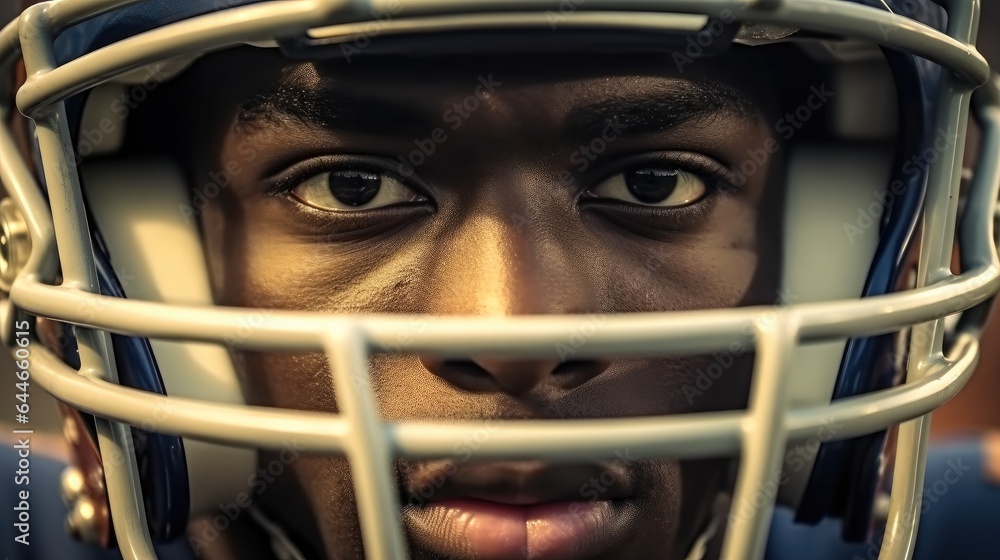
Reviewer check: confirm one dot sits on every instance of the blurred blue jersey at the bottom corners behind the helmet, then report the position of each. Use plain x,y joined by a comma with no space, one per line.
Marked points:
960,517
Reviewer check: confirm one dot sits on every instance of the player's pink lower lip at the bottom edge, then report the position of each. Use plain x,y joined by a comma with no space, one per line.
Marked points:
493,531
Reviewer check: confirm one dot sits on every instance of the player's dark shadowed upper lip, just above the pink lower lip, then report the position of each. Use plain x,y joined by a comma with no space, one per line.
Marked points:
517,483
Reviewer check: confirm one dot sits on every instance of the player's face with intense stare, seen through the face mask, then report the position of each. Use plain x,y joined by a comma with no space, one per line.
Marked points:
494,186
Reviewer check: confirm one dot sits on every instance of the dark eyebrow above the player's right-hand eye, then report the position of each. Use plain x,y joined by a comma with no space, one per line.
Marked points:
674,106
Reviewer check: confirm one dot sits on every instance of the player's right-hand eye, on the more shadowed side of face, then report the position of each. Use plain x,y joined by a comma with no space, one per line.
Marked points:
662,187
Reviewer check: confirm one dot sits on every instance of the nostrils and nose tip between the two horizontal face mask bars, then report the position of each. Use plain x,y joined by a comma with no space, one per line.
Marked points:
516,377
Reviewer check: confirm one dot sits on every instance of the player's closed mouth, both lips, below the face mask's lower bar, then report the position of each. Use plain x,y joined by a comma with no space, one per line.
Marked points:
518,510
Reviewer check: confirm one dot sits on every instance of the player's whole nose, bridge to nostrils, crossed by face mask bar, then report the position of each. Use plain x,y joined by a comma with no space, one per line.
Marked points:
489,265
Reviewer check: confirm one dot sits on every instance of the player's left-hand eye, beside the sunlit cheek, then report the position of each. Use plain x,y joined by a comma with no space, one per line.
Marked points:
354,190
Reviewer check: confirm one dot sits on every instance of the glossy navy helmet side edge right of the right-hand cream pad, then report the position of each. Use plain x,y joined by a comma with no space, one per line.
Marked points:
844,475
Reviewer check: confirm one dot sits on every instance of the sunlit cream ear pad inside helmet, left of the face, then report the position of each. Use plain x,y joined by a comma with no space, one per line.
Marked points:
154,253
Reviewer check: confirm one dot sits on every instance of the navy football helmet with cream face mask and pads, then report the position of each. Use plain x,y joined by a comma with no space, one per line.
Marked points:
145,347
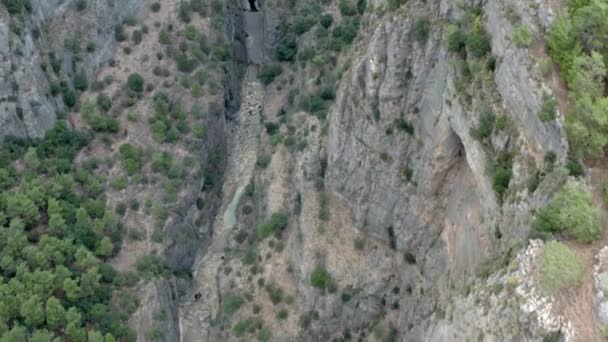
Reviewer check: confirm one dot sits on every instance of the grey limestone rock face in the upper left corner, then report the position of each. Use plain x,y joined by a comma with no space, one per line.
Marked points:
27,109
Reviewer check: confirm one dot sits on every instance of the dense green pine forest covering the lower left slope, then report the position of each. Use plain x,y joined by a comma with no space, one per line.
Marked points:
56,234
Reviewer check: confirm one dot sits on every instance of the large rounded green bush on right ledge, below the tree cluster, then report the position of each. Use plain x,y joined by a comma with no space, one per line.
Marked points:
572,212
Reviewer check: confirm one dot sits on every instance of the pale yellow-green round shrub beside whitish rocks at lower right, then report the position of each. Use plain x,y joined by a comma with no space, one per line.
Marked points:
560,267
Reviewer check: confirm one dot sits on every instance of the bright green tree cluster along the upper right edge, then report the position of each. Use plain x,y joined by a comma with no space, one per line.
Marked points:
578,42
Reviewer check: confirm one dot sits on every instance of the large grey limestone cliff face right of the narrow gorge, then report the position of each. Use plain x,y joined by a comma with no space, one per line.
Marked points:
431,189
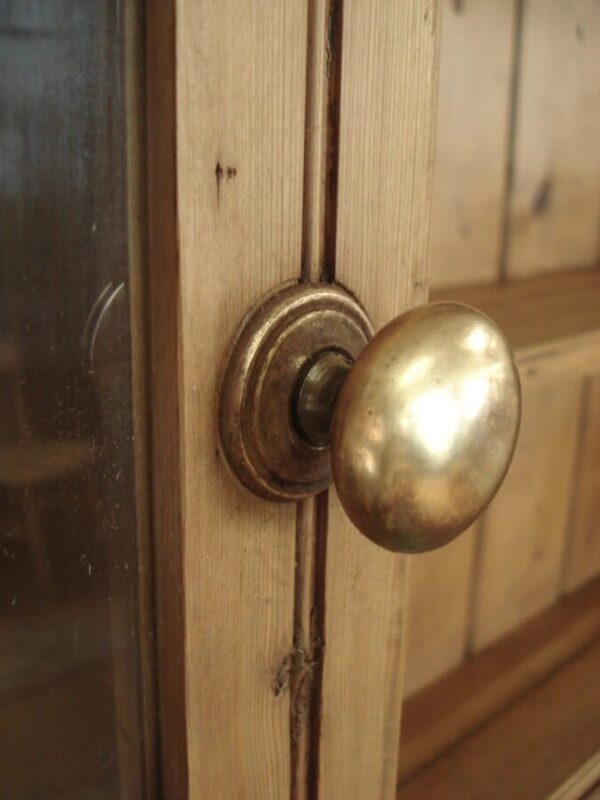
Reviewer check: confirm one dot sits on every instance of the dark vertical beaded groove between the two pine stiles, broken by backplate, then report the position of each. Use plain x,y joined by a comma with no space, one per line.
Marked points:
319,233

What you are asked to do: Apart from the pictures, which are to be omitted, every record must be transcribed exactly.

Your response:
Reviewer check: confirm one dot sits on every instance of the blurred blue jersey at the bottom corners behind the helmet, then report the position of each. Use plain x,y joined by a comma with no space, one per line.
Marked points:
960,517
Reviewer check: confirm one dot sits on every instance of the player's pink lower lip at the bottom edge, then report the position of each. Use plain x,y joined by a comma with no space, one per line.
Marked points:
493,531
Reviewer check: confirm one dot sits on every instance of the player's dark shadowed upper lip, just above the pink lower lip, then report the position of each. Use plain x,y joined by a comma with no space, one per line.
Marked points:
517,483
Reviewer check: confirm one dot sits on every instance of the player's face with intense stare, seen through the face mask, then report the position of each. Use plain x,y joined by a comma with no space, one per line.
Marked points:
494,186
Reviewer check: confirm one dot sits on every instance of the dark eyebrow above the player's right-hand eye, then report the position of each. Use plain x,y joined by a comma with no space, one per line.
Marked points:
674,106
Reviewer check: confirm one dot sits on every instance of the player's right-hand eye, on the more shadowed side of face, then report the position of each. Use plain x,y joined by a comma with no space, one per line.
Marked points:
662,187
Reviewer check: confirm one dot sits on every instance of the nostrils and nose tip between the two horizontal face mask bars, then report the position of each. Use plain x,y joined by a comma with no space, one per line.
Marked points:
516,377
Reviewer check: confirm one dot sits on every instance of the player's closed mouth, both lips, below the face mask's lower bar, then report the position of each. Use plain x,y joined by a comma with no space, one per line.
Marked points:
518,510
Reviewer check: confirm one dot sits on every instance of the player's whole nose, bridge to nostrils, crossed by face mask bar, then report the position of each. Use plain x,y joined by a comma with no space, one per line.
Marked points:
489,265
Reviewer check: confirm one dot sits on every instance of the player's left-hand eye, beside the sunlit cheek, then report the position of each. Use plain x,y joined by a comma with no space, one per line.
Marked points:
354,190
Reviewer check: confirm one dot sits on every instance of the glossy navy helmet side edge right of the right-hand cream pad, then report the position of each. Use plain x,y joined by a comma with no space, one per line.
Marked points:
844,475
Reviewer check: confirm one dot sits on every instance of the sunlit cream ear pad inside helmet, left of the face, then report the position of each. Use plain x,y joined by a comma with no space, one per line.
Marked points:
154,253
Reviewer check: confirm one dot sits on every instance of the navy football helmet with cream face mask and pads, then report the position of each. Use plain x,y joined by a comma with no space, one per line.
Marked points:
145,347
Reviewer check: confirm one dot sits on every instance of the grey limestone rock face in the upper left corner, then report the position of each. Use plain x,y joined by a comma with no space, one per line.
Marked points:
27,109
Reviewer check: confirm one dot sits on every instance of the dense green pine forest covering the lower left slope, then report the position of each. Use plain x,y joined by a comma with no space, one per line.
Marked points:
56,234
Reviewer check: confirm one dot sits on every instance of the large rounded green bush on right ledge, below the tree cluster, then report the position of each. Use plain x,y joined by a comma with no space, one per line.
Marked points:
572,212
Reviewer check: confirm one dot sits on every instance of the pale yellow-green round shrub beside whitish rocks at lower right, then report the position of each. Use plain x,y joined by a comma with no space, one per line.
Marked points:
560,267
Reviewer check: confirm one dot sits on every instance of the bright green tree cluster along the upper right edge, then report the position of each. Use plain x,y joined by a comma with no space, one per line.
Marked points:
578,42
Reviewer check: confirm one dot sits on every instance of the large grey limestone cliff face right of the narrow gorge, then report the position of each. Use plain x,y joined by a comma with no space, one per line.
Marked points:
431,189
Reviewer check: confirm one dot sits on every instance of the dark vertical beaded groove between the two pine stiles, broken by backplate, then report the position of each. Use plain x,y joined by a comma with no space, one per line.
Marked points:
319,233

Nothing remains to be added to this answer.